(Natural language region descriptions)
────────────────────
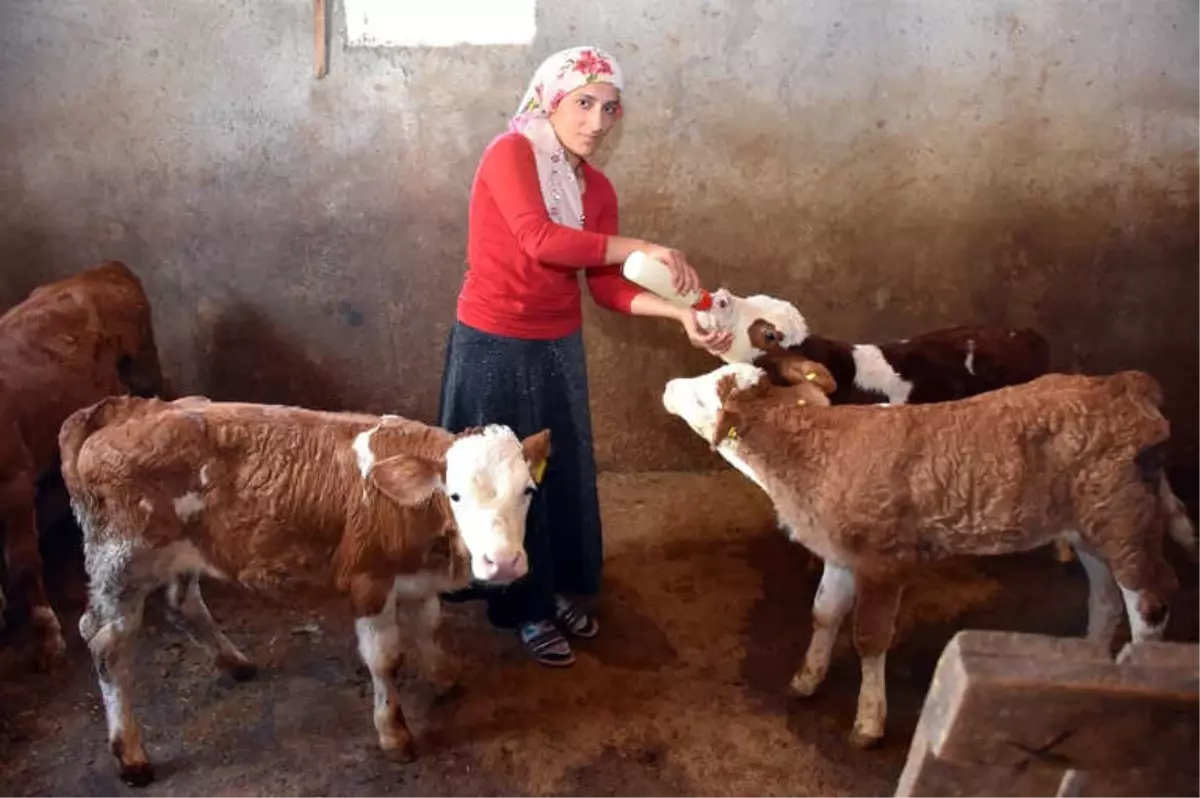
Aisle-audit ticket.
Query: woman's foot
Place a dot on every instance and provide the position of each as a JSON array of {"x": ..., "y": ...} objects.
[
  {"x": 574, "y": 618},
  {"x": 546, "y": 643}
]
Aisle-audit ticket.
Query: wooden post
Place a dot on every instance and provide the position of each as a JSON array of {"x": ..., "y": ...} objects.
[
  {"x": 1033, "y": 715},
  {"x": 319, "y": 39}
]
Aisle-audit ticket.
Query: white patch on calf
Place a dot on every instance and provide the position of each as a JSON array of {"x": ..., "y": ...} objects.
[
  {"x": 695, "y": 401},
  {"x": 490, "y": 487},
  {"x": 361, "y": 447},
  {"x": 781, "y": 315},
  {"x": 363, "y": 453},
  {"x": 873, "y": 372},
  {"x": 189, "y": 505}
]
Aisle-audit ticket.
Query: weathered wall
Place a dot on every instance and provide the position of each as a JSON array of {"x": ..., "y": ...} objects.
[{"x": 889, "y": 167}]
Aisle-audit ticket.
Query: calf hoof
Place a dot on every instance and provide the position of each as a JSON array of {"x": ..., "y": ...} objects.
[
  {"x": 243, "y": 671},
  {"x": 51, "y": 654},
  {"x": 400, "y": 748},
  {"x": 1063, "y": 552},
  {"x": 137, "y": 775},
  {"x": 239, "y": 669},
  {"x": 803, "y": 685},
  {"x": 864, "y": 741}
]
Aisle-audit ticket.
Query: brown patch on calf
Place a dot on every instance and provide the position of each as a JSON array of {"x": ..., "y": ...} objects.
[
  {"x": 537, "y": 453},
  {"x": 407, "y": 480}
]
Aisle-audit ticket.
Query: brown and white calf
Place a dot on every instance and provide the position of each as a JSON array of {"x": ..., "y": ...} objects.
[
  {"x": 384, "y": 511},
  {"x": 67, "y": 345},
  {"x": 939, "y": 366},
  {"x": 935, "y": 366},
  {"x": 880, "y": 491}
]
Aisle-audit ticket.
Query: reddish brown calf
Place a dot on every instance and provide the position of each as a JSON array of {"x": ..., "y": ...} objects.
────────────────────
Pull out each line of the entries that contains "white".

▶ **RESPONSE TO THIS TASK**
Query: white patch on calf
Query: brown and white calf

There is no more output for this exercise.